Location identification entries
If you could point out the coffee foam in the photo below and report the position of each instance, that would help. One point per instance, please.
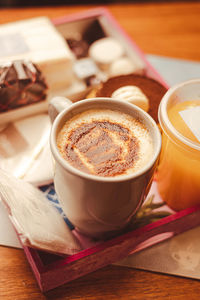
(105, 143)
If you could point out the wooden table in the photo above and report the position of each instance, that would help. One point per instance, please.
(170, 29)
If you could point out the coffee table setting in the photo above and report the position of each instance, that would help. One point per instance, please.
(102, 192)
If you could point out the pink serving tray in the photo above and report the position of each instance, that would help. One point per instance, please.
(52, 271)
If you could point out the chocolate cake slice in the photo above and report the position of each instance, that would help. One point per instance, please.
(21, 83)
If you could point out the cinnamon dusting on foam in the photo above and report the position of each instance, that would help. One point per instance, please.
(105, 143)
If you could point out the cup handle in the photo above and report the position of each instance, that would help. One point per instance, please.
(56, 105)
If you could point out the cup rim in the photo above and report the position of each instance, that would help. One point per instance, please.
(79, 173)
(163, 118)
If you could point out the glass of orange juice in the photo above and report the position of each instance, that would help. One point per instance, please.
(178, 175)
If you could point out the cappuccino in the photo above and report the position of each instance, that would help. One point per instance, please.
(105, 143)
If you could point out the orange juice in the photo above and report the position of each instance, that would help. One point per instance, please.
(178, 174)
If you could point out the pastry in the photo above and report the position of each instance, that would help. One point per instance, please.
(150, 87)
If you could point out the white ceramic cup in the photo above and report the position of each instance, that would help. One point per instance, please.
(100, 206)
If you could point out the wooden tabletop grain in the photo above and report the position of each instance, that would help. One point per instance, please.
(170, 29)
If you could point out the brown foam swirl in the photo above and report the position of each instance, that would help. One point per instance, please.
(103, 148)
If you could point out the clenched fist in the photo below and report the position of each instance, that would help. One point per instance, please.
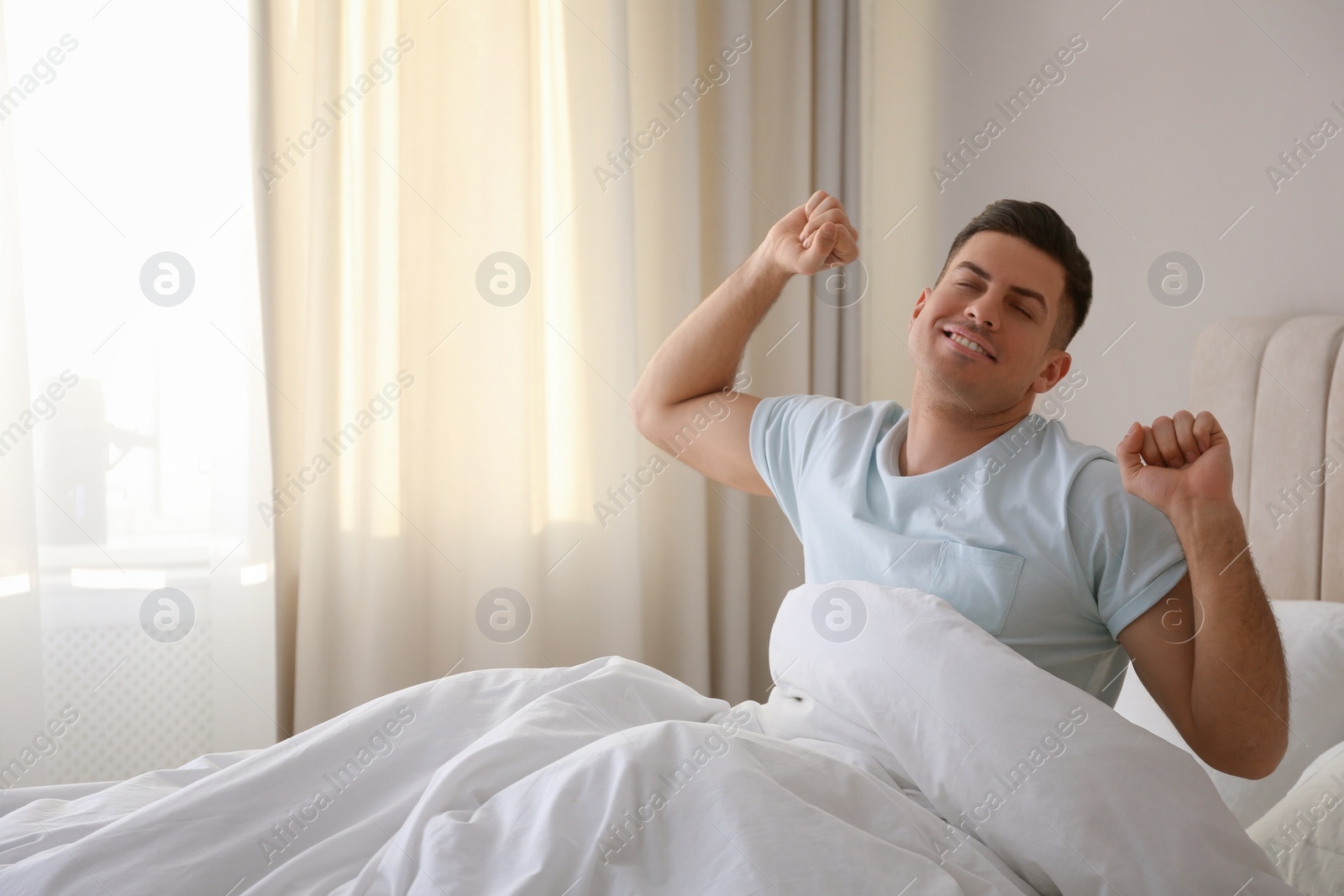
(1176, 463)
(813, 237)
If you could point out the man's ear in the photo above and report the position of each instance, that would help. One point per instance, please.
(918, 308)
(1054, 371)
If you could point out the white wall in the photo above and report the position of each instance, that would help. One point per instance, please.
(1156, 140)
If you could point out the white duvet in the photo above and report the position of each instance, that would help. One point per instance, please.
(902, 752)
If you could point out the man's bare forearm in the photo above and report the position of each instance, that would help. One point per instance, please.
(703, 352)
(1240, 684)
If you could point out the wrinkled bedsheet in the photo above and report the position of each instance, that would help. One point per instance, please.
(902, 750)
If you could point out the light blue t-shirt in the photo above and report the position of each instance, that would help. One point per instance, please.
(1032, 537)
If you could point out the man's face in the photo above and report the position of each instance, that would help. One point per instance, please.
(1005, 295)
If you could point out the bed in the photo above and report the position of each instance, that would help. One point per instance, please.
(914, 754)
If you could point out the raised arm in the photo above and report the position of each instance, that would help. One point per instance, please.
(687, 398)
(1210, 652)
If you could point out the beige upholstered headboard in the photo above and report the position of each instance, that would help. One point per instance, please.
(1277, 389)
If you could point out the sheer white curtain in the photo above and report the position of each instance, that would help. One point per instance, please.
(136, 584)
(492, 215)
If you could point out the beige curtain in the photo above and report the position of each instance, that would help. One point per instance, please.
(437, 432)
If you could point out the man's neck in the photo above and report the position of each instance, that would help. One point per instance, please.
(938, 434)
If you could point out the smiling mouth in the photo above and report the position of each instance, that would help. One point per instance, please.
(969, 344)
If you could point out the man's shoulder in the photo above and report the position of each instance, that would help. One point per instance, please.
(828, 410)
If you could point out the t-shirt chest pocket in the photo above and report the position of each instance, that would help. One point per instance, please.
(978, 582)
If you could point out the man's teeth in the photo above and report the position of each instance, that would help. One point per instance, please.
(963, 340)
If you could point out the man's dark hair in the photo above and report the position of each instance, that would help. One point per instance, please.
(1041, 226)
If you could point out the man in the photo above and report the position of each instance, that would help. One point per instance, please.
(1073, 557)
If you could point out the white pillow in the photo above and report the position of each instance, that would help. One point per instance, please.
(1304, 832)
(1073, 797)
(1314, 645)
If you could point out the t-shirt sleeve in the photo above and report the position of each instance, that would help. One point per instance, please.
(1126, 548)
(784, 429)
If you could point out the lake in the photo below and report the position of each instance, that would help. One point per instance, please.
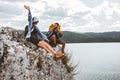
(97, 61)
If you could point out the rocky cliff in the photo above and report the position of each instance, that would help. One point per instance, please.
(20, 60)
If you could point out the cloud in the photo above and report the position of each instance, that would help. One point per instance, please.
(19, 0)
(73, 15)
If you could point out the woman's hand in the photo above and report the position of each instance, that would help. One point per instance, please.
(27, 7)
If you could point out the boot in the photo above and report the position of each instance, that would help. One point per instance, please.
(59, 55)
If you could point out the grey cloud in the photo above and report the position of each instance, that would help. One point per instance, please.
(59, 12)
(11, 9)
(92, 3)
(20, 0)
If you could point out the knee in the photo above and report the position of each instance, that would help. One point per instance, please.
(41, 44)
(63, 42)
(53, 37)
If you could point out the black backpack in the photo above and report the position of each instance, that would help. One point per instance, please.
(25, 30)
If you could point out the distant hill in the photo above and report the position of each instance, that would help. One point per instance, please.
(73, 37)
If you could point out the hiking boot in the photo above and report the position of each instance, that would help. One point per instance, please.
(59, 55)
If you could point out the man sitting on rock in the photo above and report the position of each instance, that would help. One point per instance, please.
(35, 36)
(54, 35)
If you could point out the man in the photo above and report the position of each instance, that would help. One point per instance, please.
(54, 36)
(35, 36)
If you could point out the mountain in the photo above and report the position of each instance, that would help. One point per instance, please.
(21, 60)
(73, 37)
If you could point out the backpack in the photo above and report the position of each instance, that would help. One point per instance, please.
(25, 30)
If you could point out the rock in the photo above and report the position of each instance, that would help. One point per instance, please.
(21, 60)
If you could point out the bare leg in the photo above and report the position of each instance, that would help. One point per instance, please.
(53, 40)
(47, 47)
(63, 44)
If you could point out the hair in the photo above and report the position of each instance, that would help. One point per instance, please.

» **EXERCISE DESCRIPTION**: Reproduce the items from the line holding "If you could point out the bare" through the end of the items, inclusive, leaving each request unchanged. Scale every answer coordinate by 0.4 and round it to the nearest whole number, with halves rounded up.

» **CORRECT OUTPUT**:
If you could point out the bare leg in the photo above and report the position of each instance, that would help. One point per instance, please.
(21, 16)
(19, 19)
(25, 18)
If you could point out the hair in the photo above and report the position of each instance, that would help. One point per instance, please.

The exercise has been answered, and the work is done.